▶ AUFGABE 1:
Übersetze aus dem Artikel über den FC St. Pauli den Satz „Zum ersten Mal seit dem siebten Spieltag steht der Kiezclub nicht mehr auf einem Abstiegsplatz.“ ins Englische.

▶ VORLIEGENDER TEXT:
━━━━━━

Hamburg. Kein gutes Omen für heute: Unter Ewald Lienen hat der FC St. Pauli nach jedem hohen Sieg die nächste Partie doch wieder verloren.
In dem Moment, als sie den Rasen verließen, durch die Katakomben in den Bauch des Millerntor-Stadions schlurften, sah man den Spielern vom FC St. Pauli nur noch ein müdes Siegerlächeln an. Vor ein paar Minuten noch hatten sie den Karlsruher SC mit 5:0 vom Platz gefegt – was für ein Kracher! Zum ersten Mal seit dem siebten Spieltag steht der Kiezclub nicht mehr auf einem Abstiegsplatz. Es darf durchgeatmet werden.
Doch die Helden analysierten so nüchtern, als hätten sie sich gerade ein Last-Minute-Unentschieden in einem Freundschaftsspiel erkämpft. Ein Paradebeispiel bot der Pole Waldemar Sobota: „Wir freuen uns heute, und morgen arbeiten wir weiter“, meinte der Torschütze zum 2:0. Und dann sagte er einen Satz, der entscheidend war: „Es ist ein gefährliches Ergebnis.“
Und da hatte er recht. Seitdem Ewald Lienen Trainer beim FC St. Pauli ist (Dezember 2014), hat der Kiezclub nach jedem hohen Sieg das nächste Spiel verloren. Eine Kostprobe: In der vergangenen Saison gewannen die Hamburger am 14. Spieltag zu Hause gegen Düsseldorf mit 4:0 – damals schoss Lennart Thy alle vier Tore. In der darauffolgenden Partie kassierten sie eine 0:2-Pleite – beim TSV 1860 München. Ausgerechnet an diesem Sonnabend (13 Uhr/Sky) muss St. Pauli wieder nach einem Kantersieg bei den Löwen ran. Es wartet ein gefährliches Spiel auf die Kiezkicker.
St. Pauli zählt zu den drei besten Rückrunden-Teams
„Gerade nach einem Erfolgserlebnis ist es umso wichtiger, die Sinne zu schärfen“, warnt Lienen. Es sei in der Vergangenheit zu oft passiert, dass alle nach hohen Siegen in Jubelstimmung ausbrachen. „Dann konnten wir am nächsten Wochenende nicht unsere Leistung abrufen.“ Eine weitere Kostprobe gefällig? Dasselbe passierte in der Saison 2014/15, als St. Pauli Fortuna Düsseldorf 4:0 besiegte – und anschließend 0:3 in Karlsruhe verlor. Das reicht noch nicht? Nach dem 5:1-Heimerfolg gegen Bochum musste man sich 0:1 in Darmstadt geschlagen geben.

━━━━━━

▶ AUFGABE 2:
Schreibe aus der Auflistung den Abschnitt ab, der mit der Zeile beginnt, die „Accessibility service: describe the location of woman for“ enthält, und bis zum Ende der Auflistung reicht, beide Enden eingeschlossen.

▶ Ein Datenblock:
━━━━━━

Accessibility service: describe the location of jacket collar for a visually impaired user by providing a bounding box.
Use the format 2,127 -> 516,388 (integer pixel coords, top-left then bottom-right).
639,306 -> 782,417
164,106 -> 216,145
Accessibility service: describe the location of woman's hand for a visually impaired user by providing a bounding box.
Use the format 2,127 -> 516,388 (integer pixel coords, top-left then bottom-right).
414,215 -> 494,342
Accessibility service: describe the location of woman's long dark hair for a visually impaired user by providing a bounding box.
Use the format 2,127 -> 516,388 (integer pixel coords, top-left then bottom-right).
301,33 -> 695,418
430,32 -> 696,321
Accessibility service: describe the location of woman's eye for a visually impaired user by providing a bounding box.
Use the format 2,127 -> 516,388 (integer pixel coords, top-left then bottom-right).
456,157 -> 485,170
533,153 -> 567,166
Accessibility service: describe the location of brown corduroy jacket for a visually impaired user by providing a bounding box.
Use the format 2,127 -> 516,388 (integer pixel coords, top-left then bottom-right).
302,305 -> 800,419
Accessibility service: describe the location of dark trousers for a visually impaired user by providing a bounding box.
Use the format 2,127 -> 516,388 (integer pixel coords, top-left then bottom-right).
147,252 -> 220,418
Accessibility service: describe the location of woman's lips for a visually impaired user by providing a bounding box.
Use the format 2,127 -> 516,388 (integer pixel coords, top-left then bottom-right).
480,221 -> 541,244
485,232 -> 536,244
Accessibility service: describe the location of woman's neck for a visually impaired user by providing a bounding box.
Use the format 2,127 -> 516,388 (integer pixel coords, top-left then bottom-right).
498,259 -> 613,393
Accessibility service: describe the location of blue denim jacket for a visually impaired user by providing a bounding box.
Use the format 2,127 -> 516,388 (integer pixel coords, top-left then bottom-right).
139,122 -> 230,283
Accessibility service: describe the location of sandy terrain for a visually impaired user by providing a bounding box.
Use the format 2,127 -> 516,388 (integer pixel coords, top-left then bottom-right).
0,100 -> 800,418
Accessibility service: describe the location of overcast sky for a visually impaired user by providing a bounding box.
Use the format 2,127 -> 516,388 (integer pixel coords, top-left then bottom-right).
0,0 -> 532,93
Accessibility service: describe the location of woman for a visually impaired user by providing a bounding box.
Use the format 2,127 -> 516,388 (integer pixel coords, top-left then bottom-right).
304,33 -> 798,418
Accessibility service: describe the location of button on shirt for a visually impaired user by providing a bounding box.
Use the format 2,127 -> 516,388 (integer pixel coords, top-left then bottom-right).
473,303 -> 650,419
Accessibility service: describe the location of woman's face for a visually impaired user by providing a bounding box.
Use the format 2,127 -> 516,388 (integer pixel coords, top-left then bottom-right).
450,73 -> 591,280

━━━━━━

▶ SCHRIFTLICHE ANTWORT 1:
For the first time since the seventh matchday, the Kiez club is no longer in a relegation spot.

▶ SCHRIFTLICHE ANTWORT 2:
Accessibility service: describe the location of woman for a visually impaired user by providing a bounding box.
Use the format 2,127 -> 516,388 (integer pixel coords, top-left then bottom-right).
304,33 -> 798,418
Accessibility service: describe the location of button on shirt for a visually impaired user by providing a bounding box.
Use the format 2,127 -> 516,388 (integer pixel coords, top-left then bottom-right).
473,303 -> 650,419
Accessibility service: describe the location of woman's face for a visually impaired user by providing a bounding box.
Use the format 2,127 -> 516,388 (integer pixel coords, top-left then bottom-right).
450,73 -> 591,280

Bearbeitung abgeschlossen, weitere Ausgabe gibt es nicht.